• Textauszug:

>>>

Nur meint Radačovský damit wohl eher, dass sich Europa der imperialen Knute Russlands unterordnen solle. Nur wenige der Parlamentarier werden dem Slowaken eine Träne nachweinen. 

Stehende Ovationen für Reinhard Bütikofer

Für einige Aufregung im Parlament sorgte am Ende auch der Abgang des Grünen-Politikers Reinhard Bütikofer. Nach 15 Jahren im Europaparlament tritt der 71-Jährige nicht mehr zur Wahl an.

Verabschiedet wurde er nach der allerletzten Rede im weiten Halbrund des Plenarsaals von seiner Fraktion mit stehenden Ovationen, bis der leitende Parlamentspräsident einschreiten und mit Nachdruck um Ruhe bitten musste.

Der Grünen-Politiker Reinhard Bütikofer verlässt das EU-Parlament nach 15 Jahren.

© imago/Future Image/IMAGO/Dwi Anoraganingrum

Zum ersten Mal seit vielen Jahren wird Bütikofer also nicht in den Wahlkampf ziehen und vielleicht ist er gar nicht so unglücklich darüber, denn den Grünen droht ein fürchterlicher Absturz. Mit 21 Abgeordneten ist die deutsche Öko-Partei im Moment im Parlament vertreten; doch diese Zahl der Sitze könnte sich im allerschlimmsten Fall fast halbieren.

<<<

• Aufgaben:
A. Prüfe bitte, ob die folgenden Aussagen mit dem Textauszug über Bütikofers Abschied übereinstimmen. Antworte jeweils mit Ja oder Nein und zitiere die entscheidenden Worte wörtlich. (i) Reinhard Bütikofer gehörte 15 Jahre lang dem Europaparlament an. (ii) Bütikofer kandidiert erneut für das Europaparlament. (iii) Die deutschen Grünen stellen derzeit 21 Abgeordnete im Parlament.
B. Führe den Textauszug über Bütikofers Abschied nach seinem letzten Satz weiter.

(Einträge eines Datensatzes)
>>>

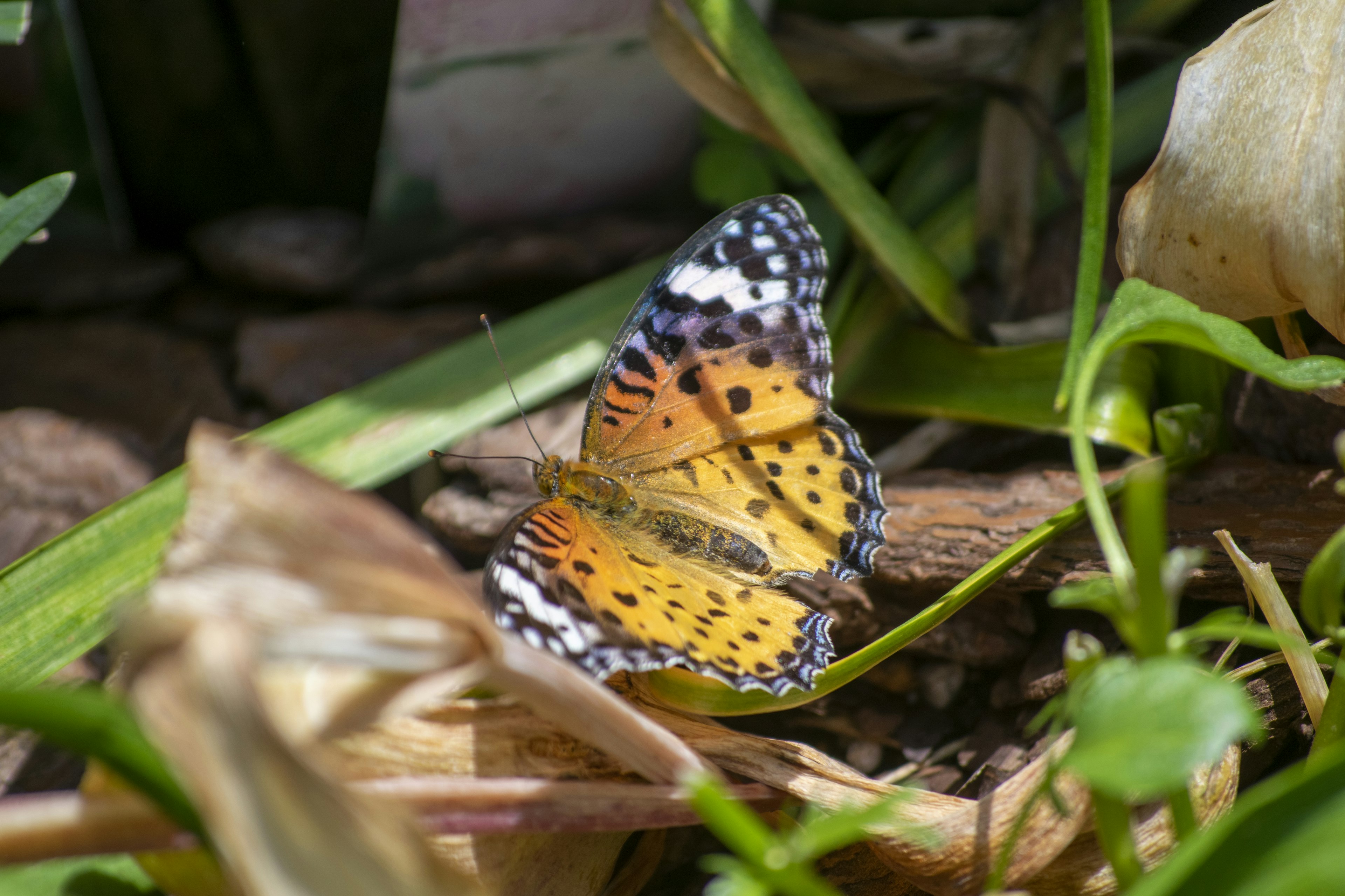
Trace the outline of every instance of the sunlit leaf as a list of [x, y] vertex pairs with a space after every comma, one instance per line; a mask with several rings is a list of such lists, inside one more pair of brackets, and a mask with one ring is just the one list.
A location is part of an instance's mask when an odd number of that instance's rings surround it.
[[191, 801], [130, 712], [102, 688], [34, 688], [0, 692], [0, 724], [36, 731], [44, 739], [109, 768], [159, 803], [183, 829], [203, 834]]
[[[525, 406], [597, 371], [663, 259], [642, 262], [504, 321], [496, 339]], [[348, 488], [373, 488], [518, 411], [484, 334], [465, 339], [260, 429]], [[141, 592], [184, 506], [175, 470], [0, 572], [0, 686], [46, 678], [101, 641], [118, 603]]]
[[[0, 44], [23, 43], [32, 24], [32, 0], [0, 3]], [[3, 258], [3, 255], [0, 255]]]
[[[0, 15], [4, 13], [0, 4]], [[0, 21], [0, 28], [4, 23]], [[4, 43], [0, 40], [0, 43]], [[61, 208], [61, 203], [70, 195], [70, 188], [75, 183], [75, 176], [69, 171], [62, 175], [43, 177], [35, 184], [28, 184], [9, 199], [0, 201], [0, 262], [9, 257], [19, 243], [32, 236], [32, 234], [47, 223], [47, 219]]]
[[151, 896], [153, 881], [130, 856], [54, 858], [0, 868], [0, 896]]
[[[884, 363], [870, 365], [869, 376], [841, 395], [846, 404], [870, 412], [1069, 431], [1068, 415], [1052, 407], [1064, 343], [968, 345], [932, 330], [904, 328], [880, 340], [873, 351]], [[1089, 438], [1149, 453], [1154, 367], [1147, 349], [1110, 359], [1093, 391]]]
[[1071, 703], [1075, 743], [1065, 764], [1123, 799], [1182, 787], [1258, 728], [1241, 688], [1176, 657], [1107, 660]]

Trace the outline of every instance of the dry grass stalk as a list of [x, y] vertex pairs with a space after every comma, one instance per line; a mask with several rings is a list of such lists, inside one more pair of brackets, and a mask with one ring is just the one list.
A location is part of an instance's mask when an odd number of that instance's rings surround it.
[[1303, 695], [1303, 705], [1313, 724], [1318, 724], [1322, 717], [1322, 708], [1326, 705], [1326, 676], [1317, 665], [1313, 647], [1303, 634], [1303, 627], [1298, 625], [1298, 618], [1284, 599], [1284, 592], [1275, 582], [1275, 574], [1268, 563], [1252, 563], [1251, 557], [1241, 552], [1233, 541], [1228, 529], [1215, 533], [1219, 543], [1228, 551], [1228, 556], [1237, 564], [1237, 571], [1247, 583], [1247, 590], [1256, 599], [1256, 606], [1266, 615], [1266, 622], [1280, 637], [1284, 650], [1284, 661], [1290, 672], [1294, 673], [1294, 682], [1298, 684], [1299, 693]]

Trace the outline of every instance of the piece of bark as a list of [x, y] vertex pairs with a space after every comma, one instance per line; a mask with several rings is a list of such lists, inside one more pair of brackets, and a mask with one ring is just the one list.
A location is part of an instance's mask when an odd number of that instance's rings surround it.
[[238, 330], [238, 384], [280, 414], [358, 386], [475, 332], [471, 308], [418, 313], [335, 309], [260, 317]]
[[[1209, 552], [1185, 594], [1245, 599], [1212, 535], [1227, 528], [1248, 556], [1271, 563], [1286, 595], [1297, 596], [1307, 563], [1345, 523], [1345, 498], [1332, 488], [1337, 478], [1334, 469], [1235, 454], [1171, 477], [1167, 541]], [[894, 477], [884, 497], [892, 513], [888, 544], [874, 556], [874, 580], [932, 599], [1081, 493], [1075, 474], [1063, 470], [921, 470]], [[1081, 524], [1018, 563], [991, 592], [1054, 588], [1104, 570], [1098, 541]]]
[[0, 567], [151, 478], [148, 465], [87, 423], [31, 407], [0, 414]]
[[0, 408], [47, 407], [109, 429], [165, 473], [199, 416], [241, 423], [204, 345], [122, 322], [0, 329]]

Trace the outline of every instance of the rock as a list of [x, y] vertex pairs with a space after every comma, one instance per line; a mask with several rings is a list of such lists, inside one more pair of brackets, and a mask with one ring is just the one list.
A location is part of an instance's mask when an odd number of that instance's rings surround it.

<<<

• Schriftliche Antworten:
A.
(i) Ja: „Nach 15 Jahren im Europaparlament tritt der 71-Jährige nicht mehr zur Wahl an.“
(ii) Nein: „tritt der 71-Jährige nicht mehr zur Wahl an“
(iii) Ja: „Mit 21 Abgeordneten ist die deutsche Öko-Partei im Moment im Parlament vertreten“

B.
Grüne wollen von der Leyen behalten

Allerdings ist die Stimmung bei den Grünen alles andere als verzweifelt. Sie sind zutiefst überzeugt, in ihrem Kampf gegen den Klimawandel und für mehr Umweltschutz den richtigen Weg eingeschlagen zu haben.

Mehr Sorgen bereitet ihnen, dass die CDU-Politikerin Ursula von der Leyen keine zweite Amtszeit als EU-Kommissionschefin bekommen könnte. Das ist auf den ersten Blick erstaunlich. Aber von der Leyen hatte zur großen Freude der Grünen bei ihrem Amtsantritt vor fünf Jahren den Umbau Europas zu einem klimaneutralen Kontinent zu ihrem „Herzensprojekt“ erkoren.

Doch der sogenannte Green Deal hatte selbst in ihrer eigenen konservativen Parteifamilie am Ende sehr viele Gegner.

Die Präsidentin der Europäischen Kommission, Ursula von der Leyen, wird wegen des Green Deals von der eigenen Fraktion bekämpft.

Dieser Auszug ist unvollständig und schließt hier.